Texte étudié:
Les thérapies familiales
Dans le traitement de l’anorexie mentale, les thérapies familiales se sont déjà montrées efficaces. Ces thérapies réalisées avec les parents et les frères et sœurs de la personne anorexique visent à résoudre les perturbations familiales fréquemment associées à la pathologie.
Les thérapies cognitives et comportementales
Les thérapies cognitives et comportementales sont plutôt indiquées dans le cadre de la boulimie et de l’hyperphagie boulimique. Elles consistent en des exercices pratiques centrés sur les symptômes vécus par les patients.
Quels sont les axes de recherche sur les troubles des conduites alimentaires ?

Consignes à suivre:
(1) Indiquez s'il vous plaît si chacune des affirmations suivantes concorde avec le texte étudié, en répondant par oui ou par non et en citant les mots du texte qui tranchent. (a) Les thérapies familiales ont déjà prouvé leur efficacité contre l'anorexie mentale. (b) Les thérapies cognitives et comportementales conviennent surtout à l'anorexie mentale. (c) Les thérapies familiales se déroulent sans les frères et sœurs de la personne anorexique.
(2) Poursuivez le texte étudié sur les thérapies des troubles alimentaires en enchaînant sur sa dernière ligne, la question sur les axes de recherche.

[Données sources]

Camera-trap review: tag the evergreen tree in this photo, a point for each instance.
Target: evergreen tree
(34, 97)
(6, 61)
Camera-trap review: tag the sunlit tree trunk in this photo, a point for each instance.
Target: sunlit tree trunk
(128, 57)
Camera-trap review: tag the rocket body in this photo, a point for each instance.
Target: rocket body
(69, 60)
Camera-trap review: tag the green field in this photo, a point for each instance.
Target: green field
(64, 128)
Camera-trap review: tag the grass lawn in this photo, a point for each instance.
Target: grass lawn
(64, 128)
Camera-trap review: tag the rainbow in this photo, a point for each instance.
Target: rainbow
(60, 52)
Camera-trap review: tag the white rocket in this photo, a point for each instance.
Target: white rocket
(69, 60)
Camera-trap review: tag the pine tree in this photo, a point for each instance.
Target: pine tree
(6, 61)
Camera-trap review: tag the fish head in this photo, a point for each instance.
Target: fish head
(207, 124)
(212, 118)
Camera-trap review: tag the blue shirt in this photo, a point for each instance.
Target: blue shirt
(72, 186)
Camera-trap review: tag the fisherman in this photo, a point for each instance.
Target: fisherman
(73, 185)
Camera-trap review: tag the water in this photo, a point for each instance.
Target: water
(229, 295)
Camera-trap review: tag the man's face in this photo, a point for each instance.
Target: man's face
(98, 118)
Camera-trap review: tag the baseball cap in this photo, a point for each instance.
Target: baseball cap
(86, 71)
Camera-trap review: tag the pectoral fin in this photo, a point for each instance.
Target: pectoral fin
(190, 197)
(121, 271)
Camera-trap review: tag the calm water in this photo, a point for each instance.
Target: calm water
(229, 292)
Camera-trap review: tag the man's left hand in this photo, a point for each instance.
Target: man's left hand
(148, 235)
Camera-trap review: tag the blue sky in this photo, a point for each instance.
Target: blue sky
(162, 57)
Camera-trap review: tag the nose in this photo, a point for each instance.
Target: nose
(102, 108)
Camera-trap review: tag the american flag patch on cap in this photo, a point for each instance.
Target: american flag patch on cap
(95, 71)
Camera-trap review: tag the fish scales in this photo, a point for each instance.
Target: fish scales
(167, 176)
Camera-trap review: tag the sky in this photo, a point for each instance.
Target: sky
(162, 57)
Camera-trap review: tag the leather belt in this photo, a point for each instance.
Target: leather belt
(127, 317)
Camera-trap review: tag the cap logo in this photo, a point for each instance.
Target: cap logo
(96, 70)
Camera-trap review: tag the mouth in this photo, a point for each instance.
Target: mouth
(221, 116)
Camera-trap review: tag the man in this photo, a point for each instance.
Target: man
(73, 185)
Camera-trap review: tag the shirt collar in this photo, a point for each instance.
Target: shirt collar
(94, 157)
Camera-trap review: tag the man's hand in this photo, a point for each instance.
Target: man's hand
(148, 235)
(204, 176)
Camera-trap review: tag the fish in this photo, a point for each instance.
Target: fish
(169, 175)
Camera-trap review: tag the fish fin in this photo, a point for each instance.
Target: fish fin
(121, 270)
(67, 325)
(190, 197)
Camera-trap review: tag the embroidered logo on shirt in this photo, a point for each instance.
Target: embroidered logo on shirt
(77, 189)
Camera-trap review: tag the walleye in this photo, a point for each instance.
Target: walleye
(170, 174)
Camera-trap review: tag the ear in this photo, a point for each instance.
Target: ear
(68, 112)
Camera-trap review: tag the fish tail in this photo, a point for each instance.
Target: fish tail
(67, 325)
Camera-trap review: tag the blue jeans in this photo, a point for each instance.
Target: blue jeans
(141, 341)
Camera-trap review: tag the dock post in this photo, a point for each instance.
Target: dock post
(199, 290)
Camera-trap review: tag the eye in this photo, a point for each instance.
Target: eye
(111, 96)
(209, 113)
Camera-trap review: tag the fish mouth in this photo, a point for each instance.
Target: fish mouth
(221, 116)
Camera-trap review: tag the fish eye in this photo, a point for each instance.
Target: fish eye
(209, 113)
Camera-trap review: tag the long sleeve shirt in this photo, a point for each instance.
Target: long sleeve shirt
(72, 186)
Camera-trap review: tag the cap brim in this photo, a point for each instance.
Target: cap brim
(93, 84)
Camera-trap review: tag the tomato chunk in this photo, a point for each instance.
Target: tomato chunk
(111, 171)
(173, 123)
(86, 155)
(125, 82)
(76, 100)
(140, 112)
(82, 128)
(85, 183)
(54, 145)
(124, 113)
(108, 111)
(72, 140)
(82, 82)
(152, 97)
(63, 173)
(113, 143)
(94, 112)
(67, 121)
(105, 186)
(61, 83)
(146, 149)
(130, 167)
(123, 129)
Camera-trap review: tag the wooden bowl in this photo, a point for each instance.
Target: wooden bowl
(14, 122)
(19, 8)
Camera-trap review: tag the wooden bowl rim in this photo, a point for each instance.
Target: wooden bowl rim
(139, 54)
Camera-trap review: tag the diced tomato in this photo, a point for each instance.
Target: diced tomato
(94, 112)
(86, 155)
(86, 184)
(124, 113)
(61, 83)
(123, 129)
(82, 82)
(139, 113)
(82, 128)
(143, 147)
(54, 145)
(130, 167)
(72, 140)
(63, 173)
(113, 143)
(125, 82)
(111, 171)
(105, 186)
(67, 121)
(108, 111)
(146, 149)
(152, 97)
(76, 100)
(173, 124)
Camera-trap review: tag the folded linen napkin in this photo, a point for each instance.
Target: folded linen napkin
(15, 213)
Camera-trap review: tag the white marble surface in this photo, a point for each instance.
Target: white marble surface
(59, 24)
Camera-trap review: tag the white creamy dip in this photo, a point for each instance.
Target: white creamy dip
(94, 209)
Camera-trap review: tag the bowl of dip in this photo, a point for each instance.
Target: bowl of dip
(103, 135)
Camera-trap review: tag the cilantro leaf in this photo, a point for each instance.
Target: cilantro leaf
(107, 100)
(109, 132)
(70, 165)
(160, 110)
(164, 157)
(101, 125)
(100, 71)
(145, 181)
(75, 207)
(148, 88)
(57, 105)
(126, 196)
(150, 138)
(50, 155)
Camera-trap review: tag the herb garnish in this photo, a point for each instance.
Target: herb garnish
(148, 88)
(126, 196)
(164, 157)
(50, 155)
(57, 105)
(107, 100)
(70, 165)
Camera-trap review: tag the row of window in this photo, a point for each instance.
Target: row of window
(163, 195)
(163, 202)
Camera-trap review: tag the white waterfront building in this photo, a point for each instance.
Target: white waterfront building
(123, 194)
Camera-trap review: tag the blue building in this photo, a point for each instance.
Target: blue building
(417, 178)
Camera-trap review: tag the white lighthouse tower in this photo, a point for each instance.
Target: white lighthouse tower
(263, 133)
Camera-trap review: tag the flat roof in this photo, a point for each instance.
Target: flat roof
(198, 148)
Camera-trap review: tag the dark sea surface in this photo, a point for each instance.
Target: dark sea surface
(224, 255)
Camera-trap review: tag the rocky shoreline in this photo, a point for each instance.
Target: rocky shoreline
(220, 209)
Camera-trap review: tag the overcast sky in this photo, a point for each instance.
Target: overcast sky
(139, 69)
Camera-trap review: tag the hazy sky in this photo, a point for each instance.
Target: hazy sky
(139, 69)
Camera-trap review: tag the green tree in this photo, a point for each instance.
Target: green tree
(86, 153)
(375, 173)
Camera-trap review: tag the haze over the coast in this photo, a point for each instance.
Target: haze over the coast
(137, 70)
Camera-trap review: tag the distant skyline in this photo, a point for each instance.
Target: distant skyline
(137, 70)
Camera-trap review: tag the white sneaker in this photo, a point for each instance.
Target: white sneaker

Réponses par point:
(1)
(a) Oui : « Dans le traitement de l’anorexie mentale, les thérapies familiales se sont déjà montrées efficaces. »
(b) Non : « Les thérapies cognitives et comportementales sont plutôt indiquées dans le cadre de la boulimie et de l’hyperphagie boulimique. »
(c) Non : « Ces thérapies réalisées avec les parents et les frères et sœurs de la personne anorexique »

(2)
Comprendre les mécanismes des troubles des conduites alimentaires
Les chercheurs s’attachent en premier lieu à identifier les gènes pouvant intervenir dans l’émergence des TCA. Cela pourrait apporter des informations sur les phénomènes moléculaires en jeu dans ces maladies et ouvrir de nouvelles pistes thérapeutiques. L’enjeu est aussi de mieux appréhender les mécanismes biologiques normaux et leurs dysfonctionnements dans les TCA, comme ceux qui touchent les circuits hormonaux et cérébraux, notamment les systèmes de prise de décision, de récompense et de motivation, ou encore le contrôle de l’appétit.
L’étude de mécanismes partagés avec les addictions est un domaine de recherche particulièrement actif. Elle concerne par exemple les neurones sensibles à la dopamine appartenant au circuit de la récompense, dont l’activité peut être modifiée dans certaines situations. Une autre piste actuelle consiste à considérer l’anorexie mentale comme une forme d’addiction à la privation et à essayer d’en décrypter les mécanismes psychologiques et hormonaux.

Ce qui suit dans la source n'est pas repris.